*Source information*:
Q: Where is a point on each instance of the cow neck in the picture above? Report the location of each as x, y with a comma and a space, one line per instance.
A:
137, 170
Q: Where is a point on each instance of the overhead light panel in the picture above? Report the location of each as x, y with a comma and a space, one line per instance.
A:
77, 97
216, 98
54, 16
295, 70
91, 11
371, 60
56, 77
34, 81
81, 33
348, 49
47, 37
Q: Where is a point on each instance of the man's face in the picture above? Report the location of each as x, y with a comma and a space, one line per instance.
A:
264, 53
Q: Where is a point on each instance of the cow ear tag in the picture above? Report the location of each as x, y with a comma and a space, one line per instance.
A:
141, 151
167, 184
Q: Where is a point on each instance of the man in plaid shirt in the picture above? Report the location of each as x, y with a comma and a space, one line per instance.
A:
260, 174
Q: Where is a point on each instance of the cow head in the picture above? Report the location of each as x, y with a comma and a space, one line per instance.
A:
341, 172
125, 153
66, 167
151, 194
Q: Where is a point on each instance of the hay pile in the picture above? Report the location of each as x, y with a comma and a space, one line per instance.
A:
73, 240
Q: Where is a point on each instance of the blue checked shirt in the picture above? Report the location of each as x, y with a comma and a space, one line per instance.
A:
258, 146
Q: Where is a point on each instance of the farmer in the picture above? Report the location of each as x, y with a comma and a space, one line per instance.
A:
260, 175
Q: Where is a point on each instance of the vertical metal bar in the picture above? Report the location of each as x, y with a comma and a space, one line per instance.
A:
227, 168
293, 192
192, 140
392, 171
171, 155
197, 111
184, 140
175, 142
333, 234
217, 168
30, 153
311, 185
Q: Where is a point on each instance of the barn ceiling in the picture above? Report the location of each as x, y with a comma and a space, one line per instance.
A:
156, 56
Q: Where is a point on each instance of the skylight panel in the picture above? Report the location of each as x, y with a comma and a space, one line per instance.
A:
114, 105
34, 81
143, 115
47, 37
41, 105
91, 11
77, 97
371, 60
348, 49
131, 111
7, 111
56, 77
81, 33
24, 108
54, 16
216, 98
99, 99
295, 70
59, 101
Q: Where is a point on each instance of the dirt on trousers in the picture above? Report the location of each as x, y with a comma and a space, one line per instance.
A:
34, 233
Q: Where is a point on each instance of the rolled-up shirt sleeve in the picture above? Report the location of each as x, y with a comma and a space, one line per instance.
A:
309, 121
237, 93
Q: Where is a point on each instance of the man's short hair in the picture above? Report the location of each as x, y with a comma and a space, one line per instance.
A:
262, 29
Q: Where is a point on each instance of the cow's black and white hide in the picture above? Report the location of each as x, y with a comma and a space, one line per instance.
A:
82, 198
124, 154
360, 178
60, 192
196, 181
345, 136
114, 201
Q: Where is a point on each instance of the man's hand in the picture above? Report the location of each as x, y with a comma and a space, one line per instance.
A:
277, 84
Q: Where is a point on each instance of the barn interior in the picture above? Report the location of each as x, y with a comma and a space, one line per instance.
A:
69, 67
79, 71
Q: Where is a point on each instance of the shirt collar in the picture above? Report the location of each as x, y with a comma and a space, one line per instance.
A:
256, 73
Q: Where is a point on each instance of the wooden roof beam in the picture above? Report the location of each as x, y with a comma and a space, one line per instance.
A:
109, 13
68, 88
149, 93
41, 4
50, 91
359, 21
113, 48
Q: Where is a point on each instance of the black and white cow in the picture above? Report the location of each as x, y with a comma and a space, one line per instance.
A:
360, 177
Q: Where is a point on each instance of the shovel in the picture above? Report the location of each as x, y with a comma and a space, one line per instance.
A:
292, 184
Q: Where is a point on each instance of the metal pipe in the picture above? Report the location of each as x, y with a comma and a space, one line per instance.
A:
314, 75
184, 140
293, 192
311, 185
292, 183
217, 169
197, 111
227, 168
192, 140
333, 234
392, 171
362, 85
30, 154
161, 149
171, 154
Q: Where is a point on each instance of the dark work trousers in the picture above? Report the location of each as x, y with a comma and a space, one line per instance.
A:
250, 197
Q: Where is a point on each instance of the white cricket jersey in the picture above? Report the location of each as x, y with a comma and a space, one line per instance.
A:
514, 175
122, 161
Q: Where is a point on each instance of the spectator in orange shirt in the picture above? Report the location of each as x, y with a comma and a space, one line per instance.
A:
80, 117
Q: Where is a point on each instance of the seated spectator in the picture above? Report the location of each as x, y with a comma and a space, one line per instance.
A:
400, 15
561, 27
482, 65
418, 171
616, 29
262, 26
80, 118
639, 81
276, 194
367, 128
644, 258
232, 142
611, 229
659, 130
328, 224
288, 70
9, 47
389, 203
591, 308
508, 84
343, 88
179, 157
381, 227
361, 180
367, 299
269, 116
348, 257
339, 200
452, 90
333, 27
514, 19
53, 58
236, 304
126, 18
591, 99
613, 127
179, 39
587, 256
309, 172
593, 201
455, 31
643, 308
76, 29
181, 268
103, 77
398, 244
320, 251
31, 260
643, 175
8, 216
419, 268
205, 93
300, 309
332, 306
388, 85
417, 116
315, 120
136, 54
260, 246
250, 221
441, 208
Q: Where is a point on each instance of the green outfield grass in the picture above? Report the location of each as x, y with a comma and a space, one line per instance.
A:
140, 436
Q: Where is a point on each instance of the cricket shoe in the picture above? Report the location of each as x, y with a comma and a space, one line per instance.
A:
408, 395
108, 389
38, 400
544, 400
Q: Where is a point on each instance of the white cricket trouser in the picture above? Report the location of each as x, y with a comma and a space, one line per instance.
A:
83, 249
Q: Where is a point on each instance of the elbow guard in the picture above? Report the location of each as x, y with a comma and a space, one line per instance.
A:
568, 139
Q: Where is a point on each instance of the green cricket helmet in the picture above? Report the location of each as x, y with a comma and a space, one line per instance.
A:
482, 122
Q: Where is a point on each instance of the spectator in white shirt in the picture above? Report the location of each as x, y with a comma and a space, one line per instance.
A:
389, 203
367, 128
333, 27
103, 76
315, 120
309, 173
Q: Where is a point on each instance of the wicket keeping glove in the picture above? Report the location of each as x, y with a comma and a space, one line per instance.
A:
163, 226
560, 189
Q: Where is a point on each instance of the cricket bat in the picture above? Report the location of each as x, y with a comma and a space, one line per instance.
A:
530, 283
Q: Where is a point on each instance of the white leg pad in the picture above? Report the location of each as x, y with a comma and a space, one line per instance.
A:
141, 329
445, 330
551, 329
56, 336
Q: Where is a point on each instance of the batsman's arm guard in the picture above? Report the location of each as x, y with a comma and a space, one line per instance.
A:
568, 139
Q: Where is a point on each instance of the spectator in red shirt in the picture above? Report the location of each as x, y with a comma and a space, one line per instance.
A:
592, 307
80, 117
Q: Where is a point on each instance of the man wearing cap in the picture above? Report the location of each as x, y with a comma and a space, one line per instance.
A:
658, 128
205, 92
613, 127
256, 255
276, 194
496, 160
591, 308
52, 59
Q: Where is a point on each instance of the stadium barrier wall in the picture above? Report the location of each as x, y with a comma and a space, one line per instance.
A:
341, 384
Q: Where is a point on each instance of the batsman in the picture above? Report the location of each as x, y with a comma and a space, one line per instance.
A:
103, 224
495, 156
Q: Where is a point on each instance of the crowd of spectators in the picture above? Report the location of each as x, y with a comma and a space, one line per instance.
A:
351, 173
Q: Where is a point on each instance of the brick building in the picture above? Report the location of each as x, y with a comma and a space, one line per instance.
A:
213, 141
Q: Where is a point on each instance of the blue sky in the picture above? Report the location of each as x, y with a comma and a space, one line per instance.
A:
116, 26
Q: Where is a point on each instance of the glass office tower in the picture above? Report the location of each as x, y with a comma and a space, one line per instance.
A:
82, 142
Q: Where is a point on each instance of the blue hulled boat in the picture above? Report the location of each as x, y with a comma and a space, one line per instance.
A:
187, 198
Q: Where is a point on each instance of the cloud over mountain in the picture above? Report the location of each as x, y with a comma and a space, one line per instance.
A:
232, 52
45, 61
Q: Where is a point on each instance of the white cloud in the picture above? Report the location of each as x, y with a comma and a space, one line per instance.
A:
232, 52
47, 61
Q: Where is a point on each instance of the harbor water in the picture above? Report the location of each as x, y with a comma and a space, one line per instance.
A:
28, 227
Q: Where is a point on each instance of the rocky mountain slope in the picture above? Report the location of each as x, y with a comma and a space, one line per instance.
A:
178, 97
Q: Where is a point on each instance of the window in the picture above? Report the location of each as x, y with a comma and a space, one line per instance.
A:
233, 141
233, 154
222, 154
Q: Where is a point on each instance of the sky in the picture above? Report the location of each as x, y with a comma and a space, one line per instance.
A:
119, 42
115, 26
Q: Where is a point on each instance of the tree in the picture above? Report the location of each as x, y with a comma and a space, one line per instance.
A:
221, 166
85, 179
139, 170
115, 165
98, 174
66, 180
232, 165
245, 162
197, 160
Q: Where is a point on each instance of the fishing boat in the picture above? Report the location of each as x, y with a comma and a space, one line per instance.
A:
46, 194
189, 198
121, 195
* * *
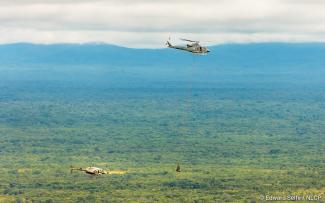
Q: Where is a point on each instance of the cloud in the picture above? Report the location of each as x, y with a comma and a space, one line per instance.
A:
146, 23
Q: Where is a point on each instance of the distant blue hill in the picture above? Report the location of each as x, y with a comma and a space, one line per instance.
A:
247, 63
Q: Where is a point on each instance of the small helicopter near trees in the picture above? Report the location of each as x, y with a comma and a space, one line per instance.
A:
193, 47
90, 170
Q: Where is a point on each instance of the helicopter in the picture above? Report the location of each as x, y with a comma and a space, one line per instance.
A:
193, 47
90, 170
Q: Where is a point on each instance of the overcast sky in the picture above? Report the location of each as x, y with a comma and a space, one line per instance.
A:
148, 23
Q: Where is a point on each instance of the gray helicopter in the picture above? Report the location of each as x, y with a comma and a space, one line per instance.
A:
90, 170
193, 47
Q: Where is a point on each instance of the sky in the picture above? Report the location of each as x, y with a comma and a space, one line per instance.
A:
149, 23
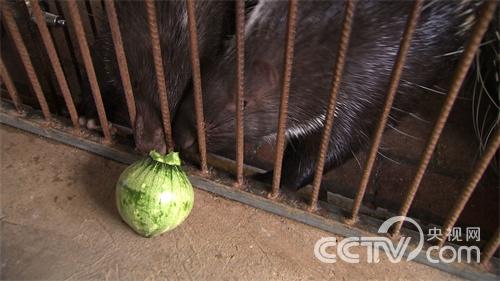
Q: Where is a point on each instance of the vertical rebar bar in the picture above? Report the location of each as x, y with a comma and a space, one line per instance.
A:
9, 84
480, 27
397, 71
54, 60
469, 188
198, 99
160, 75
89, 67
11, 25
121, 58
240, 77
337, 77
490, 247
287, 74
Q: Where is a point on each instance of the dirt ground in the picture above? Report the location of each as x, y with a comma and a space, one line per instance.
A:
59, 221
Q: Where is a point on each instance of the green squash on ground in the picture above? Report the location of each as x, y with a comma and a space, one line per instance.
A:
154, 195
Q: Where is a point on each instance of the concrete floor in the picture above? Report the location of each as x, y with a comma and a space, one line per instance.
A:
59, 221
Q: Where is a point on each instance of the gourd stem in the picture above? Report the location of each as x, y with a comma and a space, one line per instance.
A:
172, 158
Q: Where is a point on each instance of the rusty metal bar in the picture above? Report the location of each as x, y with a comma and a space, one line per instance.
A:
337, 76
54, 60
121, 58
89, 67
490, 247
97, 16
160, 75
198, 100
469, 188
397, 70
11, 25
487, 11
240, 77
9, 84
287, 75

*Activity*: Please reproduce the lines from the line with "the cow neck" to the line with "the man's face", both ends included, exactly as they appear above.

*Reply*:
Q: Where is a point on each instance of the cow neck in the picture above? Report the location of each as x, y with a comma and a space, one line per instance.
A:
137, 170
Q: Where is a point on each instance of the overhead light panel in the picture above? Report the location of each as x, y with a comma and a space, one line per instance.
A:
77, 97
216, 98
54, 16
295, 70
91, 11
371, 60
56, 77
34, 81
81, 33
348, 49
47, 37
Q: Where is a point on each instance of the man's face in the picture above? Report the location of each as x, y with a comma and a space, one line per instance.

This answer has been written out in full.